Riscrivi per favore, identiche e senza cambiare nulla, le righe di tutti i record qui sotto.
☆ ☆ ☆ ☆
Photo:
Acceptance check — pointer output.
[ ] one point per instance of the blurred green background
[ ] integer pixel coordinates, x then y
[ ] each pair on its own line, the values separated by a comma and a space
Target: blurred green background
☆ ☆ ☆ ☆
_Compito svolto_
Photo:
Acceptance check — pointer output.
[ ] one point per instance of the blurred green background
[ ] integer pixel coordinates, x then y
[ ] each pair on its own line, the values separated by a comma and a space
Target: blurred green background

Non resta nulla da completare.